* Exercise objective
Please retype the records below exactly, from the first line down to and including the line with "box: [8, 0, 115, 135]".

....

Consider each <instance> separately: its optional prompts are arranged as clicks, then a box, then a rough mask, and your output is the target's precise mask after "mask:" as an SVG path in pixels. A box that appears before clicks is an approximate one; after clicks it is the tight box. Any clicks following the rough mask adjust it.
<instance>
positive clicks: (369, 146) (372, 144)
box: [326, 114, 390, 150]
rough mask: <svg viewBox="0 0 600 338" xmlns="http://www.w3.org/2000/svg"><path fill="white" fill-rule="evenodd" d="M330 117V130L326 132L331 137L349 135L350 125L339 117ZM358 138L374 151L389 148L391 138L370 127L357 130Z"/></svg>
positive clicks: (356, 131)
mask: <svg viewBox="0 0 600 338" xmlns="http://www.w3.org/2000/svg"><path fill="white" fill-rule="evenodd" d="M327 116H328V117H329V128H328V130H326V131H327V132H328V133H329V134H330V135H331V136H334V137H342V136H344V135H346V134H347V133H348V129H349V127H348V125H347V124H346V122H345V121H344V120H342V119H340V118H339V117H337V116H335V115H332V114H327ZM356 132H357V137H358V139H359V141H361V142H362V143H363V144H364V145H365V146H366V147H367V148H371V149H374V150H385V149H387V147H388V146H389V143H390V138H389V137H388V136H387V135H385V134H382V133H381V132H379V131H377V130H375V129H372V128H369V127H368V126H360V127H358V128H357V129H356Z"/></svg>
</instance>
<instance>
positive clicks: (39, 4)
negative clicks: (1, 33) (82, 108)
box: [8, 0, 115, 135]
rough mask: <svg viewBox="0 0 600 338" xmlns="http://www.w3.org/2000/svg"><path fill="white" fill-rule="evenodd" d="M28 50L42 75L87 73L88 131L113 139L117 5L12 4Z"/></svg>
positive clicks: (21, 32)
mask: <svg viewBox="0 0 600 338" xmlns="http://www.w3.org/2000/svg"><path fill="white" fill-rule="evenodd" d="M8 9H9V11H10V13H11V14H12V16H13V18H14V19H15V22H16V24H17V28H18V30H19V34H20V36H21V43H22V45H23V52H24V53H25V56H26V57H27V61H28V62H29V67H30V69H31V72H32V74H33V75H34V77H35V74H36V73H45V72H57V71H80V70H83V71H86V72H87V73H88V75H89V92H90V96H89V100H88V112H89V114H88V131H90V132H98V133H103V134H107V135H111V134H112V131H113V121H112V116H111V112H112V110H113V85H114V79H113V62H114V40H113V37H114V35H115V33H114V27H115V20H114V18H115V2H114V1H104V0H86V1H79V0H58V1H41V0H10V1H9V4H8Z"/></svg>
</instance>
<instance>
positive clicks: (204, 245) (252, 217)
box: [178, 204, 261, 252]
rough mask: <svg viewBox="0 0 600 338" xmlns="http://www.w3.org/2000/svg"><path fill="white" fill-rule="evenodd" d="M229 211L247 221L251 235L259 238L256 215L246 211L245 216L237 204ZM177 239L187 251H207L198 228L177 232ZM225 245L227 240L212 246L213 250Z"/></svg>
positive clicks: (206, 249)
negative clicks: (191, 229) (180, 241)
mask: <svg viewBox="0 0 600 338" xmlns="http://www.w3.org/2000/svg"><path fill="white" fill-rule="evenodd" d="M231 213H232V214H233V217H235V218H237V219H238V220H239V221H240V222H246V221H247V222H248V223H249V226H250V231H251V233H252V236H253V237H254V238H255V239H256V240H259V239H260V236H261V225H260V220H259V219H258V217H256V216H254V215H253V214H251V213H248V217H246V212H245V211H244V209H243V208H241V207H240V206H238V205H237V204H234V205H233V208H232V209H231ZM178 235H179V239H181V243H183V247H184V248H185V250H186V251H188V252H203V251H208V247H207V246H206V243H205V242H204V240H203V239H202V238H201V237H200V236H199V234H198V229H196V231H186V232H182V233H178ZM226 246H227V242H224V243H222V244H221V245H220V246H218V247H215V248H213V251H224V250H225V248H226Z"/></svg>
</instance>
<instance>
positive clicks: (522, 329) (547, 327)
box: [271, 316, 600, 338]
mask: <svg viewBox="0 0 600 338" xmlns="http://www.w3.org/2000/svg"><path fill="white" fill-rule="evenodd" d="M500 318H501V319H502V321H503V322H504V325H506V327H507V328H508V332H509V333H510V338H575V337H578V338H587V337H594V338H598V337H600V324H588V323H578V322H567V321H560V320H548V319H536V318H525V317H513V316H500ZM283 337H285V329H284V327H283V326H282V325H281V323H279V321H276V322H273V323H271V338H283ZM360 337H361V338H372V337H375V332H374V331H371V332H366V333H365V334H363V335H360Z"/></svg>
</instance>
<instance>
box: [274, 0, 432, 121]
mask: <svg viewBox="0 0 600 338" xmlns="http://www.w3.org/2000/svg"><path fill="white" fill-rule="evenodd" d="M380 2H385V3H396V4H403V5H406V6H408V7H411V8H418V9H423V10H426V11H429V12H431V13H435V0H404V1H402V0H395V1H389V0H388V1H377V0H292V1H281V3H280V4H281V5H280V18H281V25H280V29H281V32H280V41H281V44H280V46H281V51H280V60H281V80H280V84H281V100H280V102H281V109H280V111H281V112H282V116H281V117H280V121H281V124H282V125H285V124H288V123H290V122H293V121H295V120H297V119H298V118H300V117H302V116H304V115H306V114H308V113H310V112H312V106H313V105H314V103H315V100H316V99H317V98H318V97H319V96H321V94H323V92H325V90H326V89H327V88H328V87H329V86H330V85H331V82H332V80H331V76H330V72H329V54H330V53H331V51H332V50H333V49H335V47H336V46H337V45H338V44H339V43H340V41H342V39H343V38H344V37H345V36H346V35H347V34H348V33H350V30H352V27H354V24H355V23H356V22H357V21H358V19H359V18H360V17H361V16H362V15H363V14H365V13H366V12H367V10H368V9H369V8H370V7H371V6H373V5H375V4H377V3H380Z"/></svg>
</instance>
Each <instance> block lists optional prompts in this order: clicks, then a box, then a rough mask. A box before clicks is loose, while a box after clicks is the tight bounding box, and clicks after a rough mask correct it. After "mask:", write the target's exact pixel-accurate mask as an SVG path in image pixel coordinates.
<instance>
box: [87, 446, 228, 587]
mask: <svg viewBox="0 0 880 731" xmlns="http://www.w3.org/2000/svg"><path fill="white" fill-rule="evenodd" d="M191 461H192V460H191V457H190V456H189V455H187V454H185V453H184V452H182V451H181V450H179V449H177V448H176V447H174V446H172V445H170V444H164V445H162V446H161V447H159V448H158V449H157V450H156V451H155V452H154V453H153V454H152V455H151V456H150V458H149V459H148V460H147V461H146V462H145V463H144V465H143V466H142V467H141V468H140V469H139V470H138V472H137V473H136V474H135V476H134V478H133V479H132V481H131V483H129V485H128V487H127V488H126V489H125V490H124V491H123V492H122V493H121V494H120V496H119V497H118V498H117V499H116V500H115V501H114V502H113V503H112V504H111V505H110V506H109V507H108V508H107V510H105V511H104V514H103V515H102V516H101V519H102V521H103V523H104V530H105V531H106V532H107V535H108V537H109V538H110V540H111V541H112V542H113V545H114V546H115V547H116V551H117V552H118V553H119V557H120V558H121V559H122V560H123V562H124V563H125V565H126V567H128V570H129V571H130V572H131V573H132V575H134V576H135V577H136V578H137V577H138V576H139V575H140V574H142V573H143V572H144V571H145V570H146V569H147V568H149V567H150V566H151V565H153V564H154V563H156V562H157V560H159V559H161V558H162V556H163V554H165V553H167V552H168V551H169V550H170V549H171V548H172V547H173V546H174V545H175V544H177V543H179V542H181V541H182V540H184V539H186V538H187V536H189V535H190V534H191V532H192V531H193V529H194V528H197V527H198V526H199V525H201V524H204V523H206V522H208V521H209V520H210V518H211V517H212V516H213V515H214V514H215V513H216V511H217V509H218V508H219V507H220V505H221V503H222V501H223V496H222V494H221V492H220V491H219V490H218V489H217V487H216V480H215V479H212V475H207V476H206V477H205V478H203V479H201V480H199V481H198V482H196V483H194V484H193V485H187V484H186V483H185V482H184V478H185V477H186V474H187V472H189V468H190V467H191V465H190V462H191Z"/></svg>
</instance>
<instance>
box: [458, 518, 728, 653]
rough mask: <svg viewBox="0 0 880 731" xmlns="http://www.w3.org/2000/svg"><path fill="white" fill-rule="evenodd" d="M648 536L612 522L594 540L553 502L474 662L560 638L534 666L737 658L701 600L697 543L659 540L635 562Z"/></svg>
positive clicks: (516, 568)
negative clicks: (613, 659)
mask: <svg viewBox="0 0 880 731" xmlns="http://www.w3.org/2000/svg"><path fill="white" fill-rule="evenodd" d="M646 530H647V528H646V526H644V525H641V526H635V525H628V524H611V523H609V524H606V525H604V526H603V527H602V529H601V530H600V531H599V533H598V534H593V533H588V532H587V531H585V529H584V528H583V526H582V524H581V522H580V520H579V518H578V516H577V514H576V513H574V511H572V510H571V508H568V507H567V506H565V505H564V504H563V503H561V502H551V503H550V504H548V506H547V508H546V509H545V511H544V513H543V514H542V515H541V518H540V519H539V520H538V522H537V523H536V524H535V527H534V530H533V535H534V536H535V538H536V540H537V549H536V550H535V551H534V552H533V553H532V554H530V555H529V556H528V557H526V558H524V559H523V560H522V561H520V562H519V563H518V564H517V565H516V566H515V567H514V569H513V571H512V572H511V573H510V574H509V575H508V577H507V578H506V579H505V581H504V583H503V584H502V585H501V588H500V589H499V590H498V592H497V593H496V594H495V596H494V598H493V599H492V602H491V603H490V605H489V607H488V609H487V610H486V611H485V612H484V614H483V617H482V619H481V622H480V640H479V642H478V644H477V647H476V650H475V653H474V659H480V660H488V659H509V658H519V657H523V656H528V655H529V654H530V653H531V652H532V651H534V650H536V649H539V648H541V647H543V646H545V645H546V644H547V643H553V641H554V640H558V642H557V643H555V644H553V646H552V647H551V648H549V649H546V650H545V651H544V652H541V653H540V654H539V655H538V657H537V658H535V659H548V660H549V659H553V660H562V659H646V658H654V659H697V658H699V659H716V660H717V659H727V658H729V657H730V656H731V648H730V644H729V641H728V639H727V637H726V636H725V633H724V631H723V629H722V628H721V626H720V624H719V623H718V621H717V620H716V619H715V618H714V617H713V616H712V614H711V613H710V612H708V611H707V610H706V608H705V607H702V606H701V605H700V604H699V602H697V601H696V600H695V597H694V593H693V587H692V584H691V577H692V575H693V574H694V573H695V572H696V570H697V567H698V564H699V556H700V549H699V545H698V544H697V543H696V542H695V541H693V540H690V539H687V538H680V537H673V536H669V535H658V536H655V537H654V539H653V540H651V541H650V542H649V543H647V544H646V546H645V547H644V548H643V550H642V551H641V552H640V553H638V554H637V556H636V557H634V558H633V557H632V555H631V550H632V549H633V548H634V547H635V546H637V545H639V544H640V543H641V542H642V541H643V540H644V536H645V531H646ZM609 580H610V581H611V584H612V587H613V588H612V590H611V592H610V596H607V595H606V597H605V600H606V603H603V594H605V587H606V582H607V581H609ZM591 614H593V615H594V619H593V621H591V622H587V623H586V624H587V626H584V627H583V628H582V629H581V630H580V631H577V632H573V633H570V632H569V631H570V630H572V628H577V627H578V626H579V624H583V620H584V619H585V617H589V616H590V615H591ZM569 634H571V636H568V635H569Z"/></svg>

....

* Output
Consider each <instance> separately: its optional prompts are arranged as clicks, then a box, then a rough mask, and your output is the target's precise mask after "mask:" as an SVG path in pixels. A box that appears before clicks is an approximate one; after clicks it is the tight box. Any clicks following the rough mask adjust it.
<instance>
positive clicks: (369, 146) (372, 144)
box: [326, 114, 390, 150]
rough mask: <svg viewBox="0 0 600 338" xmlns="http://www.w3.org/2000/svg"><path fill="white" fill-rule="evenodd" d="M330 117V130L326 132L331 137L349 135L350 125L339 117ZM358 138L374 151L389 148L391 138L370 127L357 130Z"/></svg>
positive clicks: (356, 131)
mask: <svg viewBox="0 0 600 338" xmlns="http://www.w3.org/2000/svg"><path fill="white" fill-rule="evenodd" d="M327 116H328V117H329V128H328V130H326V131H327V132H328V133H329V134H330V135H331V136H334V137H342V136H344V135H346V134H347V133H348V129H349V127H348V125H347V124H346V122H345V121H344V120H342V119H340V118H339V117H337V116H335V115H332V114H327ZM356 132H357V137H358V139H359V141H361V142H362V143H363V144H364V145H365V146H366V147H367V148H371V149H374V150H385V149H387V147H388V146H389V143H390V138H389V137H388V136H387V135H385V134H382V133H381V132H379V131H377V130H375V129H372V128H369V127H368V126H360V127H358V128H357V129H356Z"/></svg>
</instance>
<instance>
positive clicks: (39, 4)
negative clicks: (1, 33) (82, 108)
box: [8, 0, 115, 135]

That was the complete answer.